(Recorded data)
* * *

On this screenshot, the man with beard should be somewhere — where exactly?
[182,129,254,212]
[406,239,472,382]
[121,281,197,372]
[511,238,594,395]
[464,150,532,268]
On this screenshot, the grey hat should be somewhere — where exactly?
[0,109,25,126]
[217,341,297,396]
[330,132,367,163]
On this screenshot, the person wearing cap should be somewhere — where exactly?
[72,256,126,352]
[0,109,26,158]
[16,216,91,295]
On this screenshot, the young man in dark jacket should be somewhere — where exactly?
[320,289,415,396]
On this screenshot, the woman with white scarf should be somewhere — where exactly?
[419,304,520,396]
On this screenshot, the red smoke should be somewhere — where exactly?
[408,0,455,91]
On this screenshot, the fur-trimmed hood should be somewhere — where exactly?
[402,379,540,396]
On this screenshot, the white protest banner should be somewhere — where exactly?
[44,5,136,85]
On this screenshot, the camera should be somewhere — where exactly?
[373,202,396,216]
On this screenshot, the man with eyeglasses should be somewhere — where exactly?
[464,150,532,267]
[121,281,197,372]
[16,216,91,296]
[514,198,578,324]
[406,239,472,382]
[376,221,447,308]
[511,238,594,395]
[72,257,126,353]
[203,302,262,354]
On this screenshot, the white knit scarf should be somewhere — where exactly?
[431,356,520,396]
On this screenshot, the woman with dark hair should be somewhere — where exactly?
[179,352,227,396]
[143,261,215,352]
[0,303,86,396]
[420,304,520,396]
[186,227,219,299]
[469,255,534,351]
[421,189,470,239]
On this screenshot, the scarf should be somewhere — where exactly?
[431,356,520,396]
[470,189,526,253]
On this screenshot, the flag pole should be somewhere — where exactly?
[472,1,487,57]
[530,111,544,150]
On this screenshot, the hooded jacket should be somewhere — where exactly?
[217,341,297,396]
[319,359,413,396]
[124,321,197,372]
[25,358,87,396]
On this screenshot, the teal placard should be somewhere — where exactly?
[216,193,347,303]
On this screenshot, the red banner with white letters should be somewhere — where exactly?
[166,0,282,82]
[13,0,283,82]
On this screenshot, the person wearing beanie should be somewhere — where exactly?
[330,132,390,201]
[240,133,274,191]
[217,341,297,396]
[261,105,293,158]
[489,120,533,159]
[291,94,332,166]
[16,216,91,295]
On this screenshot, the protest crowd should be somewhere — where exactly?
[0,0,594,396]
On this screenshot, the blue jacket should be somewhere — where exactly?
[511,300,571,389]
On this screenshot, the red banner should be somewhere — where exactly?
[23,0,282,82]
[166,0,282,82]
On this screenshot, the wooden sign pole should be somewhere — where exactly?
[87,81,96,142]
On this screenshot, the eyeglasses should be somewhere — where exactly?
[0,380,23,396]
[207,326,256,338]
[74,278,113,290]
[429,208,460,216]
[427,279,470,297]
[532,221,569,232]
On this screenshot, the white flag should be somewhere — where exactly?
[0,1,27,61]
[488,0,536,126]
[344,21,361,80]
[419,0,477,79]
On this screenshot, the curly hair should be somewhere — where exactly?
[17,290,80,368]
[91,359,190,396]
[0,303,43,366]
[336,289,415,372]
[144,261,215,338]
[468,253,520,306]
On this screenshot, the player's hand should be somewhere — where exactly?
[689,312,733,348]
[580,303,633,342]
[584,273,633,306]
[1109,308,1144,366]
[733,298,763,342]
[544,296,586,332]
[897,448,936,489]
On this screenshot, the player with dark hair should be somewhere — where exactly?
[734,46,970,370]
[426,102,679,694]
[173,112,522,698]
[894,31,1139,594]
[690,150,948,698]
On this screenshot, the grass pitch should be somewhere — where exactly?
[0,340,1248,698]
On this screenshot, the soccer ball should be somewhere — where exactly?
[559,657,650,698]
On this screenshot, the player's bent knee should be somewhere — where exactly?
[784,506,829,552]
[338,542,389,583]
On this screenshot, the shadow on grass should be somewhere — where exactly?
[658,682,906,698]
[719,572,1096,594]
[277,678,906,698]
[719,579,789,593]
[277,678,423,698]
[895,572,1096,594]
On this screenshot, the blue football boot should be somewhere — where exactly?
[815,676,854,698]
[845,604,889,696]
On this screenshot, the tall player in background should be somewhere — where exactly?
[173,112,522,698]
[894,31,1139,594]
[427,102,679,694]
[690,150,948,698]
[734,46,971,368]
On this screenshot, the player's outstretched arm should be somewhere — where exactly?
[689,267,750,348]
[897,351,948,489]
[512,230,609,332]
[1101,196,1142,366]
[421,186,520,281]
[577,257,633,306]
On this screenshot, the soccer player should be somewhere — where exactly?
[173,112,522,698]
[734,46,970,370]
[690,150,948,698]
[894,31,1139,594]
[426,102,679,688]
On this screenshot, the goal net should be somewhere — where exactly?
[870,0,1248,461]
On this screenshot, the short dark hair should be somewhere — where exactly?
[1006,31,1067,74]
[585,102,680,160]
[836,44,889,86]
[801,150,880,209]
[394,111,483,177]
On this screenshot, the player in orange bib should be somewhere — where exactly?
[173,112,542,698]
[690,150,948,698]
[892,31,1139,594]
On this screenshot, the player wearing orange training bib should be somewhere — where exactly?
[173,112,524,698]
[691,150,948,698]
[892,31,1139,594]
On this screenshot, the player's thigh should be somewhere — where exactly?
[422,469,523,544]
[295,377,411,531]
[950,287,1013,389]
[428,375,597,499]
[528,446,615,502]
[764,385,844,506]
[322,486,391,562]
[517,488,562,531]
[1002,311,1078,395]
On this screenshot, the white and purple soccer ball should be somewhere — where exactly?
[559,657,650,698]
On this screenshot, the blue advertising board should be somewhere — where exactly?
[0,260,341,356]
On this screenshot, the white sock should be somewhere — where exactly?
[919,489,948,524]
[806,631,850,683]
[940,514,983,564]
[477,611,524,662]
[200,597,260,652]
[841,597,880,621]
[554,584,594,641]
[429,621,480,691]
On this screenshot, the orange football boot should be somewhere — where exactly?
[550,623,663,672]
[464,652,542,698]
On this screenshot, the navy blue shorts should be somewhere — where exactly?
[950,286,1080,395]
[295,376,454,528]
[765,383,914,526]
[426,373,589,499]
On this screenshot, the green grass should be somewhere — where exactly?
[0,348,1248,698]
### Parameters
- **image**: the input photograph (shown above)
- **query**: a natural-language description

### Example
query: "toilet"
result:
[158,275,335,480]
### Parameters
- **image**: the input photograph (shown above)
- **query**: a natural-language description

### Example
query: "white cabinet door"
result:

* * *

[EXERCISE OBJECTIVE]
Substitute "image" for "screenshot" in everything from the line containing "On this screenshot, the eyeglasses" down to the line containing "[338,542,389,583]", and write out only those lines, otherwise unchanged.

[ANSWER FOR THE TASK]
On this image, the eyeglasses should be somewhere — where exactly?
[0,380,23,396]
[207,326,256,338]
[74,278,113,290]
[429,208,460,216]
[427,279,470,297]
[532,221,569,232]
On this image, the white flag should be somewhere — where exactly?
[0,1,27,61]
[488,0,536,126]
[344,21,361,80]
[419,0,477,79]
On this image, the curly hair should be somewhere — where exactly?
[17,290,80,368]
[91,359,190,396]
[0,303,43,366]
[336,289,415,372]
[144,261,215,338]
[468,253,520,306]
On this image, the player's hand should be somewhere — where exactly?
[689,312,733,348]
[580,303,633,342]
[584,273,633,306]
[1109,308,1144,366]
[733,298,763,342]
[544,296,586,332]
[897,448,936,489]
On this image, the player with dark hair should be somewhere — where exactly?
[734,46,970,370]
[426,102,679,694]
[173,112,522,698]
[894,31,1139,594]
[690,150,948,698]
On this image, the grass pitch should be somewhere — where exactly?
[0,340,1248,698]
On this image, the soccer ball should be somewhere — where exactly?
[559,657,650,698]
On this image, the player's bent knee should be somewhere — where exactly?
[784,506,829,552]
[338,542,389,583]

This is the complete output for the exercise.